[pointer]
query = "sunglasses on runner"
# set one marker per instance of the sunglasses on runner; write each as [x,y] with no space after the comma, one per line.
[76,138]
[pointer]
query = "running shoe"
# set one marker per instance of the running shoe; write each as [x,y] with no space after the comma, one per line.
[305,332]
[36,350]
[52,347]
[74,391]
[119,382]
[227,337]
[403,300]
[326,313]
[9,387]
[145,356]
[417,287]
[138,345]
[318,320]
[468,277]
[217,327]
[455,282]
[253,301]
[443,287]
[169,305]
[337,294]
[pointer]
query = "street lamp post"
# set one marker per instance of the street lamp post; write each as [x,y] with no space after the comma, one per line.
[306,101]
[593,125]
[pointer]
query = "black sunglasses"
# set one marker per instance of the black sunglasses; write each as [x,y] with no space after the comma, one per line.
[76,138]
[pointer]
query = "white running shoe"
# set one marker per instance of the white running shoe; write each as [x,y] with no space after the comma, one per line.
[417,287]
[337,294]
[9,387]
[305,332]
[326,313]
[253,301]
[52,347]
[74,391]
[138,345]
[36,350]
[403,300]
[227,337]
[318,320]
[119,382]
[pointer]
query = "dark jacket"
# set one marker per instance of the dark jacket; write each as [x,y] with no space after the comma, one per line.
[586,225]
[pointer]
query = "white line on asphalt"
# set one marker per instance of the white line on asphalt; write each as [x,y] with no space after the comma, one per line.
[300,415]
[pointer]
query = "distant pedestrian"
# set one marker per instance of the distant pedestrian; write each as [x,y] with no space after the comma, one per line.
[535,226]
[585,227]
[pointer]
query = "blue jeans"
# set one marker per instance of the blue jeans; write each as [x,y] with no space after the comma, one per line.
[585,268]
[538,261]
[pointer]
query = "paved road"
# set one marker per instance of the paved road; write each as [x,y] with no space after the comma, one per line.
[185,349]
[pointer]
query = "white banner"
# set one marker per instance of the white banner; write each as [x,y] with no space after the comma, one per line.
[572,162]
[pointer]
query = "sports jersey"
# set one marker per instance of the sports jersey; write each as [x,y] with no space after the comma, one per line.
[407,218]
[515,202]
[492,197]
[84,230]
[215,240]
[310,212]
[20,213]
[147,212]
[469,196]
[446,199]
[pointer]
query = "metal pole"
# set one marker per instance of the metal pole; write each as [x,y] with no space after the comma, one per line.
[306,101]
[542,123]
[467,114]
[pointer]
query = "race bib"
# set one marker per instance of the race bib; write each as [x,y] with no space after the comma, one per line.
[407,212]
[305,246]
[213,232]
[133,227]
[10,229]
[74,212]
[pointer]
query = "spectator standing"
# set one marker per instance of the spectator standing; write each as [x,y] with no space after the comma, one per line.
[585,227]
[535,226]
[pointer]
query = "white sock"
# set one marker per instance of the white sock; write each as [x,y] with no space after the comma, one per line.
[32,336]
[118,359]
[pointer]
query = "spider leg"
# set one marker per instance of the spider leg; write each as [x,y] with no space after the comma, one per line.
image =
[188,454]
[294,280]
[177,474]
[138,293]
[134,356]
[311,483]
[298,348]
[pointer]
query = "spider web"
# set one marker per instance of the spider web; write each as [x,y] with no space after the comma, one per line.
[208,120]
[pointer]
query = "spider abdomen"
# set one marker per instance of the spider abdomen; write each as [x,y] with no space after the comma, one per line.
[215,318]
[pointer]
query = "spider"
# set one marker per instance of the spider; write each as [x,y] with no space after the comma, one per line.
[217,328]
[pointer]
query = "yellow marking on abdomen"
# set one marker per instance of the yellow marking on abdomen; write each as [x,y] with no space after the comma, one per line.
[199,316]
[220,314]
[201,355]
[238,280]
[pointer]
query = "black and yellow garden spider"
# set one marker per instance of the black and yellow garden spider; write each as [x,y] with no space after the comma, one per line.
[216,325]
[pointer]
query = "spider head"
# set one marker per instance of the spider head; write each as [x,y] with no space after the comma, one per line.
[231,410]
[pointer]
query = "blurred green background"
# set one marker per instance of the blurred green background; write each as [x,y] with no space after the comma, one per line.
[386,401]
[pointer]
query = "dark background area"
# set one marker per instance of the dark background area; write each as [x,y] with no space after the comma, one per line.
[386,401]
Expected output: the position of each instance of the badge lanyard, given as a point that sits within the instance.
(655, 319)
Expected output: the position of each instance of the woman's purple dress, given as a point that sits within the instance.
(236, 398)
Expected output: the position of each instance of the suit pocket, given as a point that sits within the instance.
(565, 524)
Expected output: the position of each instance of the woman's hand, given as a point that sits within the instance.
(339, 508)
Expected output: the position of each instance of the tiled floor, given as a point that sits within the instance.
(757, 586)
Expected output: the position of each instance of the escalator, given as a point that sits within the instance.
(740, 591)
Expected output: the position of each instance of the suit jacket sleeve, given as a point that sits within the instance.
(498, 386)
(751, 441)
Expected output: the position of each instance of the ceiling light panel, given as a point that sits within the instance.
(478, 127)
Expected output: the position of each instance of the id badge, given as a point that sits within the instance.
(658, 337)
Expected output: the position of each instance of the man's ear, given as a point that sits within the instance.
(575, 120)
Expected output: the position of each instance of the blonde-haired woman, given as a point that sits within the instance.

..........

▶ WHAT YOU HAVE TO DO
Turn all of the lines above into a numbered list, leaving out any blank lines.

▶ OUTPUT FOR THIS EXERCISE
1. [pointer]
2. query = "sunglasses on runner"
3. # set one marker per instance of the sunglasses on runner; write each as [x,y] with no space after the comma, one per line.
4. [76,138]
5. [pointer]
6. query = "running shoe"
7. # set one marker per instance of the running shoe; write each as [x,y] with no space after the comma, one per line.
8. [305,332]
9. [36,350]
10. [52,347]
11. [74,391]
12. [119,382]
13. [227,337]
14. [403,300]
15. [326,313]
16. [9,387]
17. [145,356]
18. [417,287]
19. [138,345]
20. [318,320]
21. [468,277]
22. [217,327]
23. [455,282]
24. [253,301]
25. [443,287]
26. [169,305]
27. [337,294]
28. [pointer]
29. query = "street lamp post"
30. # set one marker per instance of the street lamp post; write each as [x,y] with no space after the comma, one per line.
31. [306,101]
32. [593,125]
33. [pointer]
34. query = "black sunglasses"
35. # set one marker per instance of the black sunglasses; write each as [x,y] with no space after the comma, one per line.
36. [76,138]
37. [pointer]
38. query = "white running shoe"
39. # set one marker per instance of the white running shoe; write each as [x,y] with no space after the comma, one per line.
40. [417,287]
41. [337,294]
42. [9,387]
43. [305,332]
44. [326,313]
45. [253,301]
46. [52,347]
47. [74,391]
48. [138,345]
49. [36,350]
50. [403,300]
51. [227,337]
52. [318,320]
53. [119,382]
54. [pointer]
55. query = "dark jacket"
56. # set one marker per instance of the dark jacket; write each as [x,y] with no space after the comma, one per line.
57. [586,225]
58. [pointer]
59. query = "white line on asphalt"
60. # set one marker per instance of the white line on asphalt; write each as [x,y] with no space after the comma, one per line.
61. [300,415]
62. [pointer]
63. query = "distant pedestrian"
64. # set one marker per instance of the distant pedestrian; write each as [x,y] with no space after the comma, one per line.
65. [535,226]
66. [585,227]
67. [pointer]
68. query = "blue jeans"
69. # set one marker per instance of the blue jeans; write each as [x,y] with no space after the comma, one per line.
70. [585,268]
71. [538,261]
72. [pointer]
73. query = "paved road"
74. # set one marker per instance of the paved road; write each as [x,y] with no space after the comma, one per line.
75. [185,349]
76. [pointer]
77. query = "white banner"
78. # set one marker per instance of the white banner; write each as [x,y] with no space after the comma, one per line.
79. [572,162]
80. [pointer]
81. query = "sports jersey"
82. # set one marker per instance of the sports jersey; write each as [x,y] with no space after the comma, one per line.
83. [407,218]
84. [515,202]
85. [492,197]
86. [84,230]
87. [215,240]
88. [310,212]
89. [20,213]
90. [147,212]
91. [469,196]
92. [446,199]
93. [pointer]
94. query = "metal pole"
95. # set one marker per instance of the metal pole; write each as [x,y] with no space after the comma, one per line.
96. [306,101]
97. [542,123]
98. [467,114]
99. [pointer]
100. query = "race bib"
101. # set one marker per instance of the race bib; write each as [x,y] with no space after the comma, one per line.
102. [407,212]
103. [305,246]
104. [213,232]
105. [133,227]
106. [10,229]
107. [74,212]
108. [pointer]
109. query = "spectator standing"
110. # set one marker per instance of the spectator standing; write each as [x,y] with no space after the comma, one per line.
111. [585,227]
112. [535,226]
113. [pointer]
114. query = "white sock"
115. # set one marker per instance of the white sock; write each as [x,y] with no space after the comma, one per line.
116. [32,336]
117. [118,359]
118. [pointer]
119. query = "spider leg"
120. # set one marker per instance of the spider leg; write each as [x,y] with no space after the comma, one per line.
121. image =
122. [188,454]
123. [294,280]
124. [177,474]
125. [138,293]
126. [134,356]
127. [311,483]
128. [298,348]
129. [pointer]
130. query = "spider web"
131. # set one marker per instance of the spider web; write each as [x,y] with no space after the comma, one per line.
132. [208,120]
133. [pointer]
134. query = "spider abdomen"
135. # set one marker per instance of the spider abdomen; write each as [x,y] with no space after the comma, one per line.
136. [215,318]
137. [pointer]
138. query = "spider"
139. # set one marker per instance of the spider; write each as [x,y] with no space after the comma, one per line.
140. [217,328]
141. [pointer]
142. query = "yellow marking on abdomen"
143. # set one marker per instance of the yellow marking on abdomen; write each as [x,y] with no space after the comma, one per line.
144. [199,316]
145. [220,314]
146. [201,355]
147. [238,280]
148. [pointer]
149. query = "black and yellow garden spider"
150. # set one marker per instance of the black and yellow garden spider; write each as [x,y] with no space after the comma, one per line.
151. [216,325]
152. [pointer]
153. query = "spider head"
154. # set one marker per instance of the spider head; write each as [x,y] with no space after the comma, one per line.
155. [231,410]
156. [pointer]
157. query = "blurred green background"
158. # set one marker per instance of the blurred green background; write each as [x,y] with no space after the comma, one per line.
159. [386,401]
160. [pointer]
161. query = "dark background area"
162. # set one marker per instance of the dark background area; write each as [x,y] with no space after the comma, one per line.
163. [386,401]
164. Expected output: the position of each instance of the badge lanyard, given as a point that sits within the instance.
165. (655, 319)
166. Expected output: the position of each instance of the woman's purple dress, given as a point that sits within the instance.
167. (236, 398)
168. Expected output: the position of each instance of the suit pocket, given as a point that sits within the instance.
169. (565, 524)
170. Expected output: the position of each instance of the woman's hand, given as a point that sits within the instance.
171. (339, 508)
172. Expected output: the position of each instance of the tiled floor, given as a point that sits within the instance.
173. (757, 586)
174. Expected output: the position of each instance of the escalator, given as a point that sits within the instance.
175. (740, 591)
176. Expected output: the position of each instance of the suit jacket sleeve, given as a point that sits within the instance.
177. (498, 386)
178. (751, 441)
179. Expected output: the position of each instance of the ceiling light panel, given as a point that sits within the instance.
180. (478, 127)
181. Expected output: the position of each instance of the id badge, given as a point that sits within the instance.
182. (658, 337)
183. Expected output: the position of each instance of the man's ear, given as a point that sits within the instance.
184. (575, 120)
185. Expected output: the position of each instance of the blonde-haired woman, given as a point that sits within the instance.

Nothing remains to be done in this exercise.